INPUT below:
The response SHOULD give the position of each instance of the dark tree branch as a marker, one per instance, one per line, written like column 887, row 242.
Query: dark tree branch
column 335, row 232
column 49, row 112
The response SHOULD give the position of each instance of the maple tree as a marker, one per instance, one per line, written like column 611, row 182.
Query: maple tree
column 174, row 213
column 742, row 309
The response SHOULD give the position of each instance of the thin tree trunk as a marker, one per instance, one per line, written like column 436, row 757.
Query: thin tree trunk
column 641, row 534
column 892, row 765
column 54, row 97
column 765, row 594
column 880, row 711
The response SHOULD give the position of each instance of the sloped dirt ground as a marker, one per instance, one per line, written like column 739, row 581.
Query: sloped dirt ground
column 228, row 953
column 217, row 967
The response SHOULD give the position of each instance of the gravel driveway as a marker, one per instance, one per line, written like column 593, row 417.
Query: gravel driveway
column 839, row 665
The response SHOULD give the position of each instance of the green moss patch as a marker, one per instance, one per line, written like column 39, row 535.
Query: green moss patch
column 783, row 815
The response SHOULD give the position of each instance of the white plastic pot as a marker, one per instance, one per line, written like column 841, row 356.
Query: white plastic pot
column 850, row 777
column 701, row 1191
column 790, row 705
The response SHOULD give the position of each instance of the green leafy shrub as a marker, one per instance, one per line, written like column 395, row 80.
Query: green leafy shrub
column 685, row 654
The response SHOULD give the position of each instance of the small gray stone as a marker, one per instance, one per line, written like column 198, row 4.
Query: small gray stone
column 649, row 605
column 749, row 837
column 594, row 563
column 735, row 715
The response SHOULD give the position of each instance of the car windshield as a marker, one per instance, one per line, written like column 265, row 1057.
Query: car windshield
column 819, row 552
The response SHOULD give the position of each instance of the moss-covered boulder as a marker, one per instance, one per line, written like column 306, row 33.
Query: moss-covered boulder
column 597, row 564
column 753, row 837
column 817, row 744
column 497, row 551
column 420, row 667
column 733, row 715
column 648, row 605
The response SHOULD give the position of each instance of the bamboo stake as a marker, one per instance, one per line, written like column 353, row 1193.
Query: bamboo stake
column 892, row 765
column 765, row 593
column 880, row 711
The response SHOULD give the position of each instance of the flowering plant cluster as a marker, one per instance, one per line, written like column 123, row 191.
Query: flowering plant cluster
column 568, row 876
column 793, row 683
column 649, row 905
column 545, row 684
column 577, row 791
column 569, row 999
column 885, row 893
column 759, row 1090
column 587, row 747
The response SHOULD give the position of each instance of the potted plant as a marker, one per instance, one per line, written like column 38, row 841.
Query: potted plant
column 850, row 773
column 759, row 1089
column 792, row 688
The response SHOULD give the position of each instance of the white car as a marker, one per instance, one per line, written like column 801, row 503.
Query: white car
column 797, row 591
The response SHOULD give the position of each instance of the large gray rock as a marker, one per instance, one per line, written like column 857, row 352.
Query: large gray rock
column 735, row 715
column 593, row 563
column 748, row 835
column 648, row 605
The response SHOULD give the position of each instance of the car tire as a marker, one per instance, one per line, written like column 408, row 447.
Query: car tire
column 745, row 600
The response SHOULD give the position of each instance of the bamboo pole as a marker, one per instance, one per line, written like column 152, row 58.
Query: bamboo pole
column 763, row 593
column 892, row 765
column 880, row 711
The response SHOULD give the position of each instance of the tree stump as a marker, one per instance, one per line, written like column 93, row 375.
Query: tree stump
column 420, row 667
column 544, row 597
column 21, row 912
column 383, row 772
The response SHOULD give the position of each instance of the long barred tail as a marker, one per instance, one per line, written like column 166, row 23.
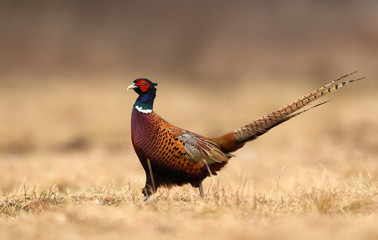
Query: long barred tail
column 262, row 125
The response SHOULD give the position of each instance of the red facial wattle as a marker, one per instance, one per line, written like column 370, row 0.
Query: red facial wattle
column 143, row 85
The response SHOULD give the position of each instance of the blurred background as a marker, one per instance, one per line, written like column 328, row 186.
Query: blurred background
column 181, row 40
column 65, row 66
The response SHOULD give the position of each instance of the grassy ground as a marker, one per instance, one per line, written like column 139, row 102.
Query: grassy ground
column 68, row 170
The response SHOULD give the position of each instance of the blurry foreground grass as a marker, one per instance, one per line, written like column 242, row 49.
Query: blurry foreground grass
column 68, row 170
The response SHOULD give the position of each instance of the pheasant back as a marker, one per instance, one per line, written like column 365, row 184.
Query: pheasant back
column 174, row 156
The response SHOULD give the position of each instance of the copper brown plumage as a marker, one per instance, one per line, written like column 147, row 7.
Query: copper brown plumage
column 174, row 156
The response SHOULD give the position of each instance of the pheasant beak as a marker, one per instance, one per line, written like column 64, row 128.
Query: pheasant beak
column 131, row 86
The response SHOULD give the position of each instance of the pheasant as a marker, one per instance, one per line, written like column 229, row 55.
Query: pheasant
column 174, row 156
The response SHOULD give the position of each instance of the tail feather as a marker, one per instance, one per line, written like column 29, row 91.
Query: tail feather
column 236, row 139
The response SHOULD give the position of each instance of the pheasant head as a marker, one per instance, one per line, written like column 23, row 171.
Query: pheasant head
column 147, row 93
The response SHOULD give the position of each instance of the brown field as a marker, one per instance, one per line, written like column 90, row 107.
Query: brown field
column 68, row 170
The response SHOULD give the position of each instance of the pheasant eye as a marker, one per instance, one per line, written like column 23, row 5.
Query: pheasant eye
column 143, row 84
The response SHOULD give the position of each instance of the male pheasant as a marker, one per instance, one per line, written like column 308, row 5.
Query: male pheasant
column 173, row 156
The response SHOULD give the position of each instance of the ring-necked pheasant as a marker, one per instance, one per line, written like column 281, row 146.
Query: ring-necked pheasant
column 173, row 156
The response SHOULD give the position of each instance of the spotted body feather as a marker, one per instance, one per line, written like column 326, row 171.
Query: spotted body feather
column 174, row 156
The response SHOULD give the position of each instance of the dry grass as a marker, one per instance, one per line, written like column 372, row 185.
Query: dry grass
column 68, row 170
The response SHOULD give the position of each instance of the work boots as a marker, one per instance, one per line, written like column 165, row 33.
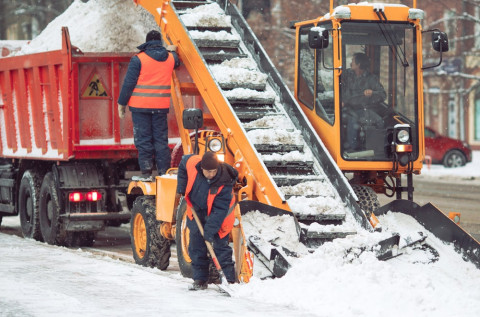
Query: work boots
column 145, row 177
column 198, row 285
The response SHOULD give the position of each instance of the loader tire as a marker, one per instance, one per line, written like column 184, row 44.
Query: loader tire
column 182, row 240
column 51, row 225
column 28, row 204
column 149, row 247
column 367, row 198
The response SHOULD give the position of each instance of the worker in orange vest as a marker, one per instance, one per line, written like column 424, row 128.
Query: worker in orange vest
column 207, row 185
column 146, row 90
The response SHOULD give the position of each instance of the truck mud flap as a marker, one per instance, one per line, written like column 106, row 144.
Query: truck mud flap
column 438, row 224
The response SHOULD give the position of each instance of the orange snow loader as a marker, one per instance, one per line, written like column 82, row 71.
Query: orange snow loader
End of INPUT.
(PROBLEM REQUIREMENTS):
Leave the images out and transcribe the remaining data above word for word.

(RESULT OF THE EXERCISE):
The response SHOULD give the position of each instance of the dark tree branch as a marker, one per instance, one per line, written like column 887, row 242.
Query: dark tree branch
column 335, row 232
column 49, row 112
The response SHOULD give the position of each instance of the maple tree as a marker, one per instance, one per line, written like column 611, row 182.
Query: maple tree
column 174, row 213
column 742, row 309
The response SHOULD give the position of each instance of the thin tree trunk as a marker, one per instance, one per line, written like column 436, row 757.
Query: thin tree trunk
column 641, row 534
column 892, row 765
column 54, row 97
column 765, row 594
column 880, row 711
The response SHOULD give the position of each instance of the sloped dirt ground as a marker, one per instance, one per line, written like column 739, row 581.
Query: sloped dirt ground
column 228, row 953
column 217, row 967
The response SHOULD give the position of each instance of the gravel driveway as a marker, one per instance, one per line, written like column 593, row 417.
Query: gravel driveway
column 839, row 665
The response SHOULD give the position of each instance of the green moss patch as a marker, one per instance, one per line, written like column 39, row 535.
Query: green moss patch
column 783, row 815
The response SHOULD give the position of each instance of the white plastic pot as a marker, one per instance, one per line, written like column 841, row 356.
Query: white plastic pot
column 850, row 777
column 701, row 1191
column 790, row 705
The response SHOULD give the position of each instance of the green leafy shrub as a marker, one per instance, one per line, written like column 395, row 80.
Query: green leafy shrub
column 685, row 654
The response SHOULD give the position of each instance of the small gray stone as a marker, one per instance, one per line, written like column 198, row 4.
Query: small gray stone
column 649, row 605
column 749, row 837
column 594, row 563
column 735, row 715
The response SHOULD give the position of each instance of the car windshield as a marker, one per instance, one per line, written like column 265, row 1057.
Query: car windshield
column 819, row 552
The response SHOULD give the position of each instance of the moss-covered boulder as a marker, one per instance, one per line, written like column 306, row 33.
Query: moss-covered boulder
column 597, row 564
column 753, row 837
column 817, row 744
column 497, row 551
column 420, row 667
column 733, row 715
column 648, row 605
The response SHOULD give the position of each instance of the bamboo stake as a marker, one per instance, one per line, written like column 353, row 1193.
Query: bamboo stake
column 892, row 765
column 765, row 593
column 880, row 711
The response SHOULD give the position of each instance of the flowering plant cluster as a marker, one per instance, one per line, written like column 123, row 191.
Query: flowering plant cluster
column 568, row 876
column 793, row 683
column 649, row 905
column 545, row 684
column 577, row 791
column 569, row 999
column 885, row 893
column 759, row 1090
column 587, row 747
The response SHOULD give the position of each instance of the potted plant as a marker, one per instance, one per line, written like column 38, row 841.
Query: potted plant
column 850, row 773
column 759, row 1089
column 792, row 688
The response SHOULD give the position of each instance of the white car as a marker, one per instance, one per line, written like column 801, row 503.
Query: white car
column 797, row 591
The response SHOULD give the position of each instance of the large gray rock as a marker, one per instance, one per line, written like column 857, row 352.
Query: large gray rock
column 735, row 715
column 593, row 563
column 748, row 835
column 648, row 605
The response SHOULD give the position of each instance of the car tire as a marker, one per instance, one per line, written like column 408, row 447.
Query: car tire
column 745, row 600
The response SHOULD give the position of each instance of the bamboo pole as a marker, one per instance, one per line, written like column 152, row 58.
Query: bamboo pole
column 763, row 593
column 892, row 765
column 880, row 711
The response SHOULD give the position of each instance of the tree stump as a marker, one per instance, one per line, written like column 93, row 375.
Query: tree stump
column 420, row 667
column 544, row 597
column 21, row 912
column 383, row 772
The response SHOULD give the position of each instance of the long barred tail as a marker, one per instance, one per line, written like column 166, row 23.
Query: long barred tail
column 262, row 125
The response SHOULD give the position of each instance of the red facial wattle as a marker, one per instance, one per line, written like column 370, row 0.
Query: red facial wattle
column 143, row 85
The response SHOULD give the position of each instance of the blurred background as a marker, one per instance, one per line, written like column 328, row 186.
Query: blurred background
column 181, row 40
column 65, row 66
The response SHOULD give the position of each instance of the grassy ground as a marker, one per instance, one per line, written like column 139, row 102.
Query: grassy ground
column 68, row 170
The response SHOULD give the position of each instance of the blurry foreground grass as a marker, one per instance, one per line, written like column 242, row 49.
Query: blurry foreground grass
column 68, row 170
The response SHOULD give the position of each instance of the pheasant back as a marker, one per instance, one per line, written like column 365, row 184.
Query: pheasant back
column 174, row 156
The response SHOULD give the position of each instance of the copper brown plumage as a marker, one per instance, one per line, written like column 147, row 7.
Query: copper brown plumage
column 174, row 156
The response SHOULD give the position of each instance of the pheasant beak as a marker, one per instance, one per line, written like column 64, row 128.
Query: pheasant beak
column 131, row 86
The response SHOULD give the position of each instance of the pheasant as a marker, one per instance, one per line, written like column 229, row 55.
Query: pheasant
column 174, row 156
The response SHOULD give the position of each instance of the tail feather as a marker, one per instance, one per line, written like column 29, row 91.
Query: tail feather
column 236, row 139
The response SHOULD give the position of each instance of the pheasant head as a marker, one per instance, one per line, written like column 23, row 171.
Query: pheasant head
column 147, row 93
The response SHOULD give the position of each instance of the brown field as a marker, one per instance, one per line, written like column 90, row 107.
Query: brown field
column 68, row 170
The response SHOULD give the position of each instance of the pheasant eye as a marker, one per instance, one per line, written like column 23, row 5.
Query: pheasant eye
column 143, row 84
The response SHOULD give the position of each instance of the male pheasant as a marker, one per instance, one per line, written like column 308, row 5.
Query: male pheasant
column 173, row 156
The response SHOULD give the position of each instance of the ring-necked pheasant as a marker, one per instance, one per line, written like column 281, row 146.
Query: ring-necked pheasant
column 173, row 156
The response SHOULD give the position of each instance of the spotted body feather as a marker, one per instance, one per line, written like column 326, row 171.
Query: spotted body feather
column 174, row 156
The response SHOULD give the position of each instance of the dry grass as a marker, one per instance, one per line, written like column 372, row 185.
Query: dry grass
column 68, row 170
The response SHOULD give the position of each instance of the work boots as a marker, one per instance, one per line, written like column 165, row 33.
Query: work boots
column 145, row 177
column 198, row 285
The response SHOULD give the position of each instance of the loader tire as a marker, one per instance, one per line, written like column 184, row 44.
Query: loader tire
column 182, row 240
column 51, row 225
column 28, row 204
column 149, row 247
column 367, row 198
The response SHOULD give the position of each instance of the worker in orange vest as a marker, one per instance, one per line, written like column 424, row 128.
Query: worker in orange vest
column 207, row 185
column 146, row 90
The response SHOULD give the position of each instance of the truck mud flap as a marker, one per instance, one per line, written like column 106, row 144.
Query: truck mud flap
column 438, row 224
The response SHOULD give the position of each instance of the orange snow loader as a marker, one per instance, one per line, written like column 82, row 71.
Query: orange snow loader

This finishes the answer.